The apparent contradictions don’t end there. On the High Holy Days, he will again conduct his “Hasidic Reform Service,” an amalgam some might classify as an oxymoron.

Even in a city that reveres innovation more than tradition and informality over convention, Schwartz – known to one and all as Schwartzee – easily outdistances the competition as Los Angeles’ most unorthodox Orthodox rabbi.

On Rosh Hashanah, and again on Yom Kippur, the services will attract 1,000 participants, who will fill every available chair at the elegant Bonaventure Hotel.

Connoisseurs of the unusual will come to be turned on by a Kol Nidrei service filled, as Schwartzee puts it, with “melody, meaning and humor.” First-timers are attracted by an advertisement in the entertainment section of the Los Angeles Times, with the enticing legend of “NO TICKETS! NO APPEALS!”

Invited to the services, the ad continues, are “Conservative, Reform, non- affiliates and any Jew that moves!” On the evening of Rosh Hashanah, services will be followed by a happy hour social for couples and singles, and an informal question-and-answer session, dubbed “Stump the Rabbi.”

The whole package is sponsored by Schwartzee and his wife Olivia’s CHAI Center, which, the rabbi says, stands for Center for Happiness and Awesome Insights.

The 46-year-old Schwartzee easily acknowledges that “I’m outrageous and funny (and) I’ll do anything that’s not contrary to Jewish law,” but he considers his showmanship essential in reaching the 75 percent of the 650,000 Jews in Los Angeles who are not affiliated with any synagogue.

“I’m starting at ground zero, especially with people in their 20s to 40s, who haven’t been to a service in 10, 20 or 30 years, and some who haven’t been inside a synagogue all their lives,” says Schwartzee. “I want to let them find a way to come back (to Judaism) on their own terms.”

——————————

*Problems and tasks*
1 > Summarize the passage about Schwartzee in two sentences.
2 > According to the passage about Schwartzee, what does CHAI stand for?

*Source material*
——————————

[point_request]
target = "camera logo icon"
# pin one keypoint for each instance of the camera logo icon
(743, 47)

——————————

*Responses per task*
1 > Schwartzee, a 46-year-old rabbi called Los Angeles' most unorthodox Orthodox rabbi, will conduct a "Hasidic Reform Service" on Rosh Hashanah and Yom Kippur at the Bonaventure Hotel. The services are sponsored by the CHAI Center he runs with his wife Olivia, and he considers his showmanship essential for reaching the 75 percent of the city's 650,000 Jews who are not affiliated with any synagogue.

2 > Center for Happiness and Awesome Insights.